EXCERPT Block Start
WatersWorks

By John K. Waters

Blog archive

Google's Gemini 3 Brings Agentic Coding to the Developer Stack

Google this week rolled out Gemini 3, the latest version of its AI model family, with features aimed squarely at developers. The update focuses on more accurate reasoning, deeper tool use, and a new framework for building software with agentic AI.

"It's the best model in the world for multimodal understanding and our most powerful agentic and vibe coding model yet," wrote DeepMind CEO Demis Hassabis and CTO Koray Kavukcuoglu in a blog post.

The standout feature of this release is Google Antigravity, a new development environment where AI agents can write, test, and manage code across a full stack—editor, terminal, and browser included. Gemini 3 operates here not as a suggestion engine, but as a task executor.

Antigravity joins Google's existing developer tools, such as AI Studio and Vertex AI, and extends to third-party IDEs like GitHub, JetBrains, and Replit.

In a demo, Google showed an AI agent generating an entire flight-tracking application: planning the structure, writing the code, validating the output, and generating documentation.

Gemini 3 improves on its predecessor, Gemini 2.5 Pro, in several standard developer benchmarks:

  • SWE-bench Verified: 76.2%
  • Terminal-Bench 2.0: 54.2%
  • WebDev Arena: 1487 Elo

These tests assess how well the model can resolve real GitHub issues, execute tasks via command-line interfaces, and build front-end components, respectively.

In a prelaunch briefing, Kavukcuoglu said that "LLMs have fundamentally changed how we build software," noting Gemini's ability to generalize from sparse prompts and hold context across more complex tasks.
EXCERPT Block End
DATASET Block Start
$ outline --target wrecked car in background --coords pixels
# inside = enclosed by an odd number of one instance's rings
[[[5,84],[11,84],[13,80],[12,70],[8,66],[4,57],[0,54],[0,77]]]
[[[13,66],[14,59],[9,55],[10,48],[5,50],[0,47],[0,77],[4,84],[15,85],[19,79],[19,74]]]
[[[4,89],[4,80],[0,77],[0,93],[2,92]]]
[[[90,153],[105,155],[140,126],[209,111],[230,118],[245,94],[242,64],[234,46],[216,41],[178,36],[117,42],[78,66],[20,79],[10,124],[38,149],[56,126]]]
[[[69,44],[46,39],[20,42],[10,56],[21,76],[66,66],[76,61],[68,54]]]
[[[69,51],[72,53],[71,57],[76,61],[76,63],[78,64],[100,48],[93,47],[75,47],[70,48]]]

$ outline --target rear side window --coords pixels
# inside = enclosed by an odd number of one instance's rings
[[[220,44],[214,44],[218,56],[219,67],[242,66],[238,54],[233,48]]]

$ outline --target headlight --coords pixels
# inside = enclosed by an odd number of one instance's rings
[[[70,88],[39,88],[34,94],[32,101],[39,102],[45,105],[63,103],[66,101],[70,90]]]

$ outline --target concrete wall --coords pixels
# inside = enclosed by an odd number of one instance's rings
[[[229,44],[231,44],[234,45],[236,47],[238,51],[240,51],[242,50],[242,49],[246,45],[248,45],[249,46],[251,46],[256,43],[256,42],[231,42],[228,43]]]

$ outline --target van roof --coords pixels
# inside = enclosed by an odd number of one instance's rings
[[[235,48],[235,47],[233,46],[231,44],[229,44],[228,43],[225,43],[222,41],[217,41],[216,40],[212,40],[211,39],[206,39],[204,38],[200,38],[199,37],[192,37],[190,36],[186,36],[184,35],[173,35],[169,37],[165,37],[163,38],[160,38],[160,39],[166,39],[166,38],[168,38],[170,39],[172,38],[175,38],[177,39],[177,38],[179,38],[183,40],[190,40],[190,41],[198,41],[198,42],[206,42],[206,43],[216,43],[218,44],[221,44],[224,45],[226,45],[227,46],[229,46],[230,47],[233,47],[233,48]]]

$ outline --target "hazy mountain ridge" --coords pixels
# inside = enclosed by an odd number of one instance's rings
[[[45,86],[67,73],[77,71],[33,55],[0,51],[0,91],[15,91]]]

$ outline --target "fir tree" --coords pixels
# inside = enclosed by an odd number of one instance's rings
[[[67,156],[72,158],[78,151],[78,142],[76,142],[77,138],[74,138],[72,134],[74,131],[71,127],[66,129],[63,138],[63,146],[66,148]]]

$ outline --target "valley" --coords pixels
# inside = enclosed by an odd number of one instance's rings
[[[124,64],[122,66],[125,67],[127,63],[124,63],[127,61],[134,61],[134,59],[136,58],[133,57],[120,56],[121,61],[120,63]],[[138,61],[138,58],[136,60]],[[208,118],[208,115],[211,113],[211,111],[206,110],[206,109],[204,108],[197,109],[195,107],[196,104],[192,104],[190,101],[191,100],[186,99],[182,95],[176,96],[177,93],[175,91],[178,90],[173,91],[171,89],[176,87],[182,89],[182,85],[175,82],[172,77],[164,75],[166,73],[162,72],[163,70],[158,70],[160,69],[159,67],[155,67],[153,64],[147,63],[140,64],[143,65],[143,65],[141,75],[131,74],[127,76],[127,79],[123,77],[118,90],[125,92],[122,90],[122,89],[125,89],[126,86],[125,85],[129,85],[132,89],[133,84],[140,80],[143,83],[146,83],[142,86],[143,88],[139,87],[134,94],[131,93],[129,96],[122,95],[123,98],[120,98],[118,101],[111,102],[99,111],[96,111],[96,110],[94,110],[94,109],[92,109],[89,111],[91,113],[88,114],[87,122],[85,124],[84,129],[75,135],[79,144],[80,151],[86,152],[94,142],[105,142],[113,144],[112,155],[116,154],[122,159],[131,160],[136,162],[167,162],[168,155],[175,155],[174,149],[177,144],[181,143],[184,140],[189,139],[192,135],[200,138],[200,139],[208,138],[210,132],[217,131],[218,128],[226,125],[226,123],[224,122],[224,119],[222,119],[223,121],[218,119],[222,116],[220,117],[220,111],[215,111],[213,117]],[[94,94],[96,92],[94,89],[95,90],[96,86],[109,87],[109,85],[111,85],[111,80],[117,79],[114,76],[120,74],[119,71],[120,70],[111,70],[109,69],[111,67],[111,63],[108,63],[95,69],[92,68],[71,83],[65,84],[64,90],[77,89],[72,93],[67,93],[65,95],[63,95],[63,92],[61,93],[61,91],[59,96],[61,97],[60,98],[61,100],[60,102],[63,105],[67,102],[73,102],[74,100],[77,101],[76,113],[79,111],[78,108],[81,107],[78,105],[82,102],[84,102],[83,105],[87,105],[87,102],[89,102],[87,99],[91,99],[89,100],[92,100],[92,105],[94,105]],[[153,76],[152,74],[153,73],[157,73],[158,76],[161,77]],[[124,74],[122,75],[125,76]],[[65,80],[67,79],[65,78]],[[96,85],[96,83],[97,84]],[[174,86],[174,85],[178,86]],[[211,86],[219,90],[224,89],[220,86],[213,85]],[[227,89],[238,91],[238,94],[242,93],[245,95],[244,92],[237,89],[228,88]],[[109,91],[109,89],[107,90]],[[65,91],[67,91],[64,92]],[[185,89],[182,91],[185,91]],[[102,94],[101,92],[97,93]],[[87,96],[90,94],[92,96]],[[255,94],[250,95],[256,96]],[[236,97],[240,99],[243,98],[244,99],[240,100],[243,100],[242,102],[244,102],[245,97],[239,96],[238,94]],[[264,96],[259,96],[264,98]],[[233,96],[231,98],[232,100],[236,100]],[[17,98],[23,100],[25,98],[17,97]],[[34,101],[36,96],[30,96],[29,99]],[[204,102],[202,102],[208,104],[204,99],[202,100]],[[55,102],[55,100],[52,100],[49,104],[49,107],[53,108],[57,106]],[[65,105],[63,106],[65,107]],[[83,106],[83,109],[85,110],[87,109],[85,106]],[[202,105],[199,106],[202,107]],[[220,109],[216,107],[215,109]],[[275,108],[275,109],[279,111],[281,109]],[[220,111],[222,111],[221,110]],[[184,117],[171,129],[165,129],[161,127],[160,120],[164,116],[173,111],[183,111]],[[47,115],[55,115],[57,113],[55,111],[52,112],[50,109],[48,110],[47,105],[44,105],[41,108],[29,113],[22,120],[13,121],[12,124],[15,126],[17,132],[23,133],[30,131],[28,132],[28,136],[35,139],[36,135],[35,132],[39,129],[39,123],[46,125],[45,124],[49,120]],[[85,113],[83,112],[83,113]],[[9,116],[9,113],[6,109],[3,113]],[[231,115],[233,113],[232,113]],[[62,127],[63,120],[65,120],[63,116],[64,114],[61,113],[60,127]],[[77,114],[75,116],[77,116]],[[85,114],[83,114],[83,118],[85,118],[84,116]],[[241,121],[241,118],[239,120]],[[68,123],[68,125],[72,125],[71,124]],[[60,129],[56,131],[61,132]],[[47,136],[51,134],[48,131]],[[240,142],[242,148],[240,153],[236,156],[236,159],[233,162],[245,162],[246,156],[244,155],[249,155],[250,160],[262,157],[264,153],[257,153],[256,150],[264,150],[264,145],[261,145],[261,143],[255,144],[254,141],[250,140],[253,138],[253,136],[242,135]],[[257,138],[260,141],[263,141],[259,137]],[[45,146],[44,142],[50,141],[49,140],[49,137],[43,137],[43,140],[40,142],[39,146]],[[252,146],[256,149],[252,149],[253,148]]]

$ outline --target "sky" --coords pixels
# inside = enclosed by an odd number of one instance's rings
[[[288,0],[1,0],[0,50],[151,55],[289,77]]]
DATASET Block End
**ACTIVITY**
Continue the article on Google's Gemini 3 from its final sentence.

**ANSWER TO THE PROBLEM**
Beyond conventional code generation, Gemini 3 can produce UI components, 3D voxel art, and interactive visualizations from text or hybrid prompts. The model supports "dynamic views," allowing developers to generate data-driven interfaces without specifying layout code.

Josh Woodward, who leads the Gemini app, said the system can now generate entire generative interfaces from a single query—something that may interest front-end engineers working with low-code pipelines or internal tools.

Gemini 3 is available across several Google tools:

  • AI Studio for fast prototyping
  • Vertex AI for production use
  • Gemini CLI for local workflows
  • Google Antigravity for agent-managed tasks

The model is also integrated into tools like Manus, Cursor, and Replit, making it accessible to independent devs and teams outside Google's ecosystem.

Gemini 3 also expands Google's foray into agentic automation. On the Vending-Bench 2 benchmark—a long-horizon simulation—the model maintained consistent tool usage over a simulated year, optimizing business outcomes without falling off track.

In consumer-facing products, these capabilities appear in Gemini Agent, which can help manage Gmail, plan travel, and perform multi-step workflows across Google services. For now, access is limited to subscribers of the company's premium AI tiers.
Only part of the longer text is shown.